Iva ed Enti Non Profit. Quali soluzioni?

La proroga di due anni prevista dalla legge di Bilancio 2022 da un lato concede più tempo per una revisione della norma ma finisce con il travolgere anche le disposizioni di favore riferite a organizzazioni di volontariato (Odv) e associazioni di promozione sociale (Aps) che avrebbero potuto trovare immediata applicazione.
La revisione del trattamento Iva delle entrate degli enti associativi risponde a una procedura di infrazione avviata dalla Commissione Ue dal 2009.
Le entrate oggetto di revisione sono i corrispettivi specifici e le quote supplementari provenienti da soci, associati o partecipanti nonché la somministrazione di alimenti e bevande da parte delle associazioni di promozione sociale. Una disposizione normativa che, nell’ottica di fornire una risposta alla procedura di infrazione, ha previsto, dunque, l’attrazione in campo Iva, sia pure in regime di esenzione, di alcune delle principali operazioni poste in essere dalle realtà non profit per finanziare gli scopi sociali. Restano escluse da questa modifica le sole organizzazioni di volontariato (Odv) e le associazioni di promozione sociale (Aps). Fino al limite di 65mila euro, dunque, le entrate potranno essere escluse dal campo di applicazione dell’imposta consentendo a numerosi enti di minori dimensioni di evitare l’apertura della partita Iva per lo svolgimento di attività commerciali residuali.
Una scelta che, prima del rinvio al 2024 dell’efficacia delle nuove disposizioni, aveva come scopo quello di anticipare il trattamento Iva previsto all’articolo 86 del Codice del terzo settore (D.lgs. 117/2017).

§ **Consegne**:
A) Elenca tutte le entrate che, secondo il testo sull'Iva degli enti non profit, sono oggetto di revisione.
B) Conta le righe delle voci in cui compare la parola "curtain" e scrivi soltanto il numero.
Le voci che seguono non hanno alcun legame con il testo.

§ **Voci fornite**:
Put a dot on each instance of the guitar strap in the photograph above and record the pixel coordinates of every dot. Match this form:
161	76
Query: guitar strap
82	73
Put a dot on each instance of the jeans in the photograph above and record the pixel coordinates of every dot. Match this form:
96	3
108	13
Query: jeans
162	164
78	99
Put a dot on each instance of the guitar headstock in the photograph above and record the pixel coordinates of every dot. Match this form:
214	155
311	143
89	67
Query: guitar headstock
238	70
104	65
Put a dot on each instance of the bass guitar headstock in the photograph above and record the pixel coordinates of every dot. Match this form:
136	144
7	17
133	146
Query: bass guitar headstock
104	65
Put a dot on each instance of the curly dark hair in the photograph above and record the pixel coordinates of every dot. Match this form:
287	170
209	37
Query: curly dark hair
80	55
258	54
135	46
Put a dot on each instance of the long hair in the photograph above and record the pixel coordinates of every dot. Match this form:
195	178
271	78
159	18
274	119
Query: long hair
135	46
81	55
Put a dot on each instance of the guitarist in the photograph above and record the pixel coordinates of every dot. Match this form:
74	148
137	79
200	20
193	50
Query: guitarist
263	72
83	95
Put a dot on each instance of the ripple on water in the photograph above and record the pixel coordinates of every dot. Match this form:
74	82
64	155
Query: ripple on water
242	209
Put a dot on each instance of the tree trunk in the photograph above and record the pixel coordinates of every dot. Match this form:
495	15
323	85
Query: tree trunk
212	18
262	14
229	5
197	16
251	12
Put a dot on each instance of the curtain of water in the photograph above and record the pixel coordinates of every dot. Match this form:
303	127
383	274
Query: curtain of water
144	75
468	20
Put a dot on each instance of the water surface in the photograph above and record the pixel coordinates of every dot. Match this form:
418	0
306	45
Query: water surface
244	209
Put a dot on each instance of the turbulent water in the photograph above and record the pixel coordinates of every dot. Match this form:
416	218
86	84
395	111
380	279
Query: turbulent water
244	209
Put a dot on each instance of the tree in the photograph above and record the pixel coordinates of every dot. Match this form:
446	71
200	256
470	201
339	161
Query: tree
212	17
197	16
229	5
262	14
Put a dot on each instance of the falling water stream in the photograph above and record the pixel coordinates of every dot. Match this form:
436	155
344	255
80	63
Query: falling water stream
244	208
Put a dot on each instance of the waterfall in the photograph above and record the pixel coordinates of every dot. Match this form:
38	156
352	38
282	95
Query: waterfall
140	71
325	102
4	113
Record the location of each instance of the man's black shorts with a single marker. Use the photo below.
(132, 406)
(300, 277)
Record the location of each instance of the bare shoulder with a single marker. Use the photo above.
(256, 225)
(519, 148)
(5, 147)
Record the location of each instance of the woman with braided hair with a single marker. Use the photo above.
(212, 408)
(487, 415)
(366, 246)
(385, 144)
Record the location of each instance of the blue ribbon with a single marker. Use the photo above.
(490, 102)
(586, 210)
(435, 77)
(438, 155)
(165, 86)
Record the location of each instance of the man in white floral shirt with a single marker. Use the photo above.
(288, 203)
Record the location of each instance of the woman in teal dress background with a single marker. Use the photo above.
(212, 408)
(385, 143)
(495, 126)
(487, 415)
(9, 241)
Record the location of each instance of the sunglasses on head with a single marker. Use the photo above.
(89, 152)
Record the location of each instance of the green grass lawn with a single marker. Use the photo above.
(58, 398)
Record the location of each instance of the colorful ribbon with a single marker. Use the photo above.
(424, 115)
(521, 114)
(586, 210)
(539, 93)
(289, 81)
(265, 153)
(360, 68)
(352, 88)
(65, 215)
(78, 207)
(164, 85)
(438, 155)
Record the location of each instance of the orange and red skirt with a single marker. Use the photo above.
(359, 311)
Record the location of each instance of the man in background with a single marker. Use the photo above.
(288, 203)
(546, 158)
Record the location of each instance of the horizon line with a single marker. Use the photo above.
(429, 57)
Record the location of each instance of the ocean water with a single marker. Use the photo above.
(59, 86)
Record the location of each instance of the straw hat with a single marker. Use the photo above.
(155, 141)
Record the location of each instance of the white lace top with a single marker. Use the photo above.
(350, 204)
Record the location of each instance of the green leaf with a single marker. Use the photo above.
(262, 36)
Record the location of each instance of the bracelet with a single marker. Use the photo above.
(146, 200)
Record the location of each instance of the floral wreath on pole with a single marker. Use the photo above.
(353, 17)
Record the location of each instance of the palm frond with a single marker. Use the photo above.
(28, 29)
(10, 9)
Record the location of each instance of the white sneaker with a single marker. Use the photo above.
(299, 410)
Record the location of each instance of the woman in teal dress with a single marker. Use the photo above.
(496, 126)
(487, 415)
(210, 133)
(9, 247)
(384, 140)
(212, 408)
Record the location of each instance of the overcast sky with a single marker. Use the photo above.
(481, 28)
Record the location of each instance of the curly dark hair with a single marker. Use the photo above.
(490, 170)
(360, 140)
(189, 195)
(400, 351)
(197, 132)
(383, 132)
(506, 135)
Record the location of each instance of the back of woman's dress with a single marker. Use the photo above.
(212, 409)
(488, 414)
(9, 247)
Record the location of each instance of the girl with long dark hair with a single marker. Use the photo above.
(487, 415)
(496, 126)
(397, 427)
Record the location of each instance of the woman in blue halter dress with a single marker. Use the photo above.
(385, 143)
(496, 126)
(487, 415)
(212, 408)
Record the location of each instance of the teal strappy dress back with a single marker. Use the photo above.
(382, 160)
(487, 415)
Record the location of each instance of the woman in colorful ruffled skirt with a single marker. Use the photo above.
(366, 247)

§ **Risposte**:
A) I corrispettivi specifici, le quote supplementari provenienti da soci, associati o partecipanti e la somministrazione di alimenti e bevande da parte delle associazioni di promozione sociale.

B) 2